> **What is required**
From the items below, gather every line that contains the word "dining". Case matters.
** Start Records provided **
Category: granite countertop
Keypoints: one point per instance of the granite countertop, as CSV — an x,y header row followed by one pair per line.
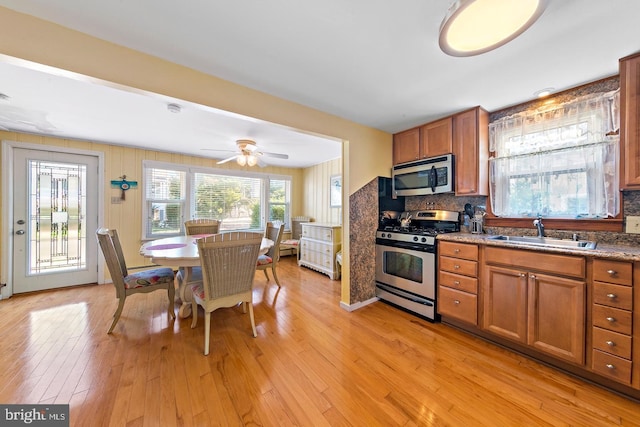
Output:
x,y
619,252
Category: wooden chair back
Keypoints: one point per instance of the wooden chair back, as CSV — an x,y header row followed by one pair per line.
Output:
x,y
113,255
228,263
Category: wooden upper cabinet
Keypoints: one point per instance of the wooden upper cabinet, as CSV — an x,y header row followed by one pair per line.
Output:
x,y
436,138
471,151
630,122
406,146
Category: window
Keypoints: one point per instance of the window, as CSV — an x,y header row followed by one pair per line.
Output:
x,y
241,200
560,163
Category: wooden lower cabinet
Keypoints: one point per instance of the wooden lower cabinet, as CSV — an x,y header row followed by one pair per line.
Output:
x,y
557,308
579,313
505,303
458,281
543,311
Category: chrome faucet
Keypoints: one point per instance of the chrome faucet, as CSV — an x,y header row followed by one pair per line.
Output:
x,y
539,225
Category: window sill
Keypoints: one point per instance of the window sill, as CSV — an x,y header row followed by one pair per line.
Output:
x,y
613,224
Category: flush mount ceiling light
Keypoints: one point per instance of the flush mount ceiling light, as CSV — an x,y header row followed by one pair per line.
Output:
x,y
472,27
543,92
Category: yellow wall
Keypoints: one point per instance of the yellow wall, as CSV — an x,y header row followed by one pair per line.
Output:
x,y
41,42
316,202
120,161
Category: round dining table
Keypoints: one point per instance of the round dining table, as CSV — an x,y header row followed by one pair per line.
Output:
x,y
182,251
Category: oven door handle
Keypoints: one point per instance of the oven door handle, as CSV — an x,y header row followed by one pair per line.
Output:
x,y
405,295
434,179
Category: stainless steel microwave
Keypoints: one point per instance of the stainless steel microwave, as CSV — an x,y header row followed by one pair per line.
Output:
x,y
422,177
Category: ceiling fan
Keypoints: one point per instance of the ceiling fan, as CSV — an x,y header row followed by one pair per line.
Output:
x,y
248,154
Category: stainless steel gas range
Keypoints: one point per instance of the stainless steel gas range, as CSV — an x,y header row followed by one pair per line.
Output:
x,y
406,267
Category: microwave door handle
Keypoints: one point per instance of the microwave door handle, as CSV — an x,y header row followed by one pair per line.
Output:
x,y
433,179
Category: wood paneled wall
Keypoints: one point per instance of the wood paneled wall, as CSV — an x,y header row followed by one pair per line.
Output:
x,y
120,160
316,192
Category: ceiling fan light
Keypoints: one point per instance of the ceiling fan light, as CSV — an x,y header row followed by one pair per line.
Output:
x,y
472,27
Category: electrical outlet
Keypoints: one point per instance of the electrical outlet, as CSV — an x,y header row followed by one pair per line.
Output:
x,y
633,224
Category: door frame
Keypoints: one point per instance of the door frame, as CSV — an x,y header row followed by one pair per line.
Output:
x,y
6,259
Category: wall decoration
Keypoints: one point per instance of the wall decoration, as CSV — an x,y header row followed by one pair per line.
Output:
x,y
335,191
123,185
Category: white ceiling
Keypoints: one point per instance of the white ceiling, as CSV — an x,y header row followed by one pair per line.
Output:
x,y
375,62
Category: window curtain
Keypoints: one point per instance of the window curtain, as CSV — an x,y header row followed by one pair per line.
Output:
x,y
558,161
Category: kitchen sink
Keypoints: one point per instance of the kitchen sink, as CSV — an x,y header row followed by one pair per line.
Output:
x,y
546,241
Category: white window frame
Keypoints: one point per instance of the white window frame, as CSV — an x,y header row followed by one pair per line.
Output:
x,y
523,150
188,202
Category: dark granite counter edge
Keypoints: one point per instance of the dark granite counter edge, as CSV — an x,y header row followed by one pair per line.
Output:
x,y
618,252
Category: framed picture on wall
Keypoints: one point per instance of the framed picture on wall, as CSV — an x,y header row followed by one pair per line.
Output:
x,y
335,191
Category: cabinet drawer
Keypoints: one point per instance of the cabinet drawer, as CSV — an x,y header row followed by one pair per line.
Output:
x,y
613,295
317,258
316,246
620,272
325,234
459,266
458,304
612,342
565,265
458,250
612,366
456,281
612,319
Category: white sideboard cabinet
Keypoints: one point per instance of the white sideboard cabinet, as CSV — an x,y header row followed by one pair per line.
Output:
x,y
319,245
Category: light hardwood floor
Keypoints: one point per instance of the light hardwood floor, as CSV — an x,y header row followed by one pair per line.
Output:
x,y
312,364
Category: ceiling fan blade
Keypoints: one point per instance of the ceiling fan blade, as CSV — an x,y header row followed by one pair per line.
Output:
x,y
228,159
221,151
276,155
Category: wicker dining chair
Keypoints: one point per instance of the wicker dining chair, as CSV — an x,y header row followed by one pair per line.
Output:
x,y
194,227
271,258
126,283
228,268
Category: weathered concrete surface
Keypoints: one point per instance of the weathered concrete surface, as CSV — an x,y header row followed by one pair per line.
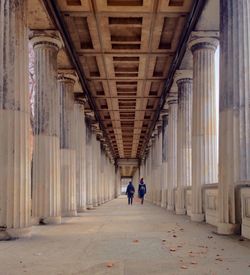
** End Records provided **
> **Exercise output**
Category: round dining table
Keypoints: one point per instance of the round dining table, as CSV — an x,y header row followed by one pair per line.
Category: wicker dining chair
Keypoints: one point per instance of the wicker dining chair, as CSV — an x,y header row followed by one pair per line.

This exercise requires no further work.